• [Given exercise]: Reproduce every one of the following records line for line, without any alteration.

• [Items stored from a collection]:
# # #

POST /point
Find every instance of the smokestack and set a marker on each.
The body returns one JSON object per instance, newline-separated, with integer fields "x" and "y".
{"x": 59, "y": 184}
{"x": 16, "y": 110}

# # #

• [Answer to the task]:
POST /point
Find every instance of the smokestack and set a marker on each.
The body returns one JSON object per instance, newline-separated, with integer fields "x" and "y".
{"x": 59, "y": 184}
{"x": 16, "y": 110}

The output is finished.